To be done: Reproduce every line of the listing below word for word, but leave out the pictures.
*** Available records ***
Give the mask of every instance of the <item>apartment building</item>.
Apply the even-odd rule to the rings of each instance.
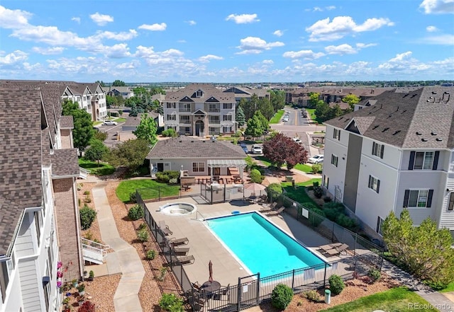
[[[59,311],[59,286],[83,276],[65,87],[0,81],[0,311]]]
[[[167,92],[163,101],[165,129],[181,135],[206,137],[236,131],[234,93],[207,83],[191,83]]]
[[[369,230],[408,208],[454,236],[454,87],[387,91],[328,120],[322,183]]]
***
Output of the task:
Give the mask of every instance of the <item>apartment building</item>.
Apply the even-odd rule to the rings of each instance.
[[[59,311],[59,286],[83,276],[65,87],[0,81],[0,311]]]
[[[167,92],[163,101],[165,129],[181,135],[206,137],[236,131],[234,93],[207,83],[191,83]]]
[[[369,230],[408,208],[454,236],[454,87],[387,91],[328,120],[322,183]]]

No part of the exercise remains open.